■ **WHAT YOU SHOULD DO**: Starting with the line that holds "The pointer SHOULD return, for each instance of the power", copy out each remaining line of the listing below, up to and including the last one, and include nothing else.

■ **DATASET EXCERPTS**:
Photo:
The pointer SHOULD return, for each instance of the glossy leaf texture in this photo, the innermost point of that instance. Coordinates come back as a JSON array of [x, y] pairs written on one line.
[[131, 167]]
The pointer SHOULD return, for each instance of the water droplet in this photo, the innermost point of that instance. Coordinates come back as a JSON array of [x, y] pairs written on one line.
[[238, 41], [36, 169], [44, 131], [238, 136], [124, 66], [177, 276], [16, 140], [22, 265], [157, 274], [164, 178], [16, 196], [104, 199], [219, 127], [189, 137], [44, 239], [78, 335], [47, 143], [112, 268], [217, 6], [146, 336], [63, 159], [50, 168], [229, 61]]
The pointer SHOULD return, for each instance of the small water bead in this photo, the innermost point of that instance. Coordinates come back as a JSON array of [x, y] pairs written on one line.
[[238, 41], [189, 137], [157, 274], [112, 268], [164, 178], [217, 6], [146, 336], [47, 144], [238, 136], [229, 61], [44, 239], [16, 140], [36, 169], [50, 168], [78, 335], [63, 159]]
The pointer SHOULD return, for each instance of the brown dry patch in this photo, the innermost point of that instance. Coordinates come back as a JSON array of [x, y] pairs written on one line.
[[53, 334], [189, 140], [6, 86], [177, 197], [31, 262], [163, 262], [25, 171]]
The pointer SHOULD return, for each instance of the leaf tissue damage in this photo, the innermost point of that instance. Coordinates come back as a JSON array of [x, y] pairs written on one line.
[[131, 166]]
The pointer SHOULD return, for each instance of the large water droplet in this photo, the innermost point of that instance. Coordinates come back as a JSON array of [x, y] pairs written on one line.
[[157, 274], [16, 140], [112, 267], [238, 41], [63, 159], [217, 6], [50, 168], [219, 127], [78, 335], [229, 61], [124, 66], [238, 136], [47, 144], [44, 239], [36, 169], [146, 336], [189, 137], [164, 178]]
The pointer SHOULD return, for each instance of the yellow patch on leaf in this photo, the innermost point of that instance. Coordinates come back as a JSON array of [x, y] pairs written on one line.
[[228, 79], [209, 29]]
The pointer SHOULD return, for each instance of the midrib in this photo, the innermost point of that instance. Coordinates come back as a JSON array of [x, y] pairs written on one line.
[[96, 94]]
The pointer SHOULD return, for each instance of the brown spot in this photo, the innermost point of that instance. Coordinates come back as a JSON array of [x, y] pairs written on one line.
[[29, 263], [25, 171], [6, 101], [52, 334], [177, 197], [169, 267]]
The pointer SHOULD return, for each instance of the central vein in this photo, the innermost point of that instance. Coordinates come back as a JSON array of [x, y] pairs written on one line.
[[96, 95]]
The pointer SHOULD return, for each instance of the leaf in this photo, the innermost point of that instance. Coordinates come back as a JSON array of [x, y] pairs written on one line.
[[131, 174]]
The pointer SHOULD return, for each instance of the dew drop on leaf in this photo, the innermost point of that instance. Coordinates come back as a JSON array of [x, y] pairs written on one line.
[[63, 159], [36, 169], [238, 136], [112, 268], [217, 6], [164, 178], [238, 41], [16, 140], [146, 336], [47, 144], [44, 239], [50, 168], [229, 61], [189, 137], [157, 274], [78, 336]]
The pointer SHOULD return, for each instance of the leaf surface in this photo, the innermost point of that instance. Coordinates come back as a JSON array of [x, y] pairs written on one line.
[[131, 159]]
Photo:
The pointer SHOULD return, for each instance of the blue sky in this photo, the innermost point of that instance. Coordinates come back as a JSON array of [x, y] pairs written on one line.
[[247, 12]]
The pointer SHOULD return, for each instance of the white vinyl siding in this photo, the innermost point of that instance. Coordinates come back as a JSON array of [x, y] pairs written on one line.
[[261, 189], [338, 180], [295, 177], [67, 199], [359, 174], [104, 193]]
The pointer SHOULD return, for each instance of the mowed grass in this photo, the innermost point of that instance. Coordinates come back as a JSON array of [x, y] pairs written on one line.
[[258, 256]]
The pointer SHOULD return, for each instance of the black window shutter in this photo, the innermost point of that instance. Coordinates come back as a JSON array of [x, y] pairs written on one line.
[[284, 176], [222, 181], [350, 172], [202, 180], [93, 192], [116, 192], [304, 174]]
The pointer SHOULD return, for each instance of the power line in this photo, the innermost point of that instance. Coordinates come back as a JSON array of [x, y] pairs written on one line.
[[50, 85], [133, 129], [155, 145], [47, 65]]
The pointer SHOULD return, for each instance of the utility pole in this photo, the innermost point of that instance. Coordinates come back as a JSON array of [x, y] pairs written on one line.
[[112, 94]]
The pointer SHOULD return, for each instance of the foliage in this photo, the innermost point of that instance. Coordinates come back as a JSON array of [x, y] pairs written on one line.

■ **THE COMPLETED TASK**:
The pointer SHOULD return, for each instance of the power line in this photo, the innermost point of that instance. Coordinates come back as a JSON array of [x, y] pairs written on one line.
[[50, 85], [133, 129], [155, 145], [47, 65]]
The pointer SHOULD return, for each instance of the utility pole in this photo, the innermost point of that instance. Coordinates come back as a JSON array of [x, y] pairs written on one line.
[[112, 94]]
The pointer SHOULD return, for each instance of the foliage in this photo, the innermost point of that instance. Coordinates come back as a JSON array of [x, y] pairs written on one line.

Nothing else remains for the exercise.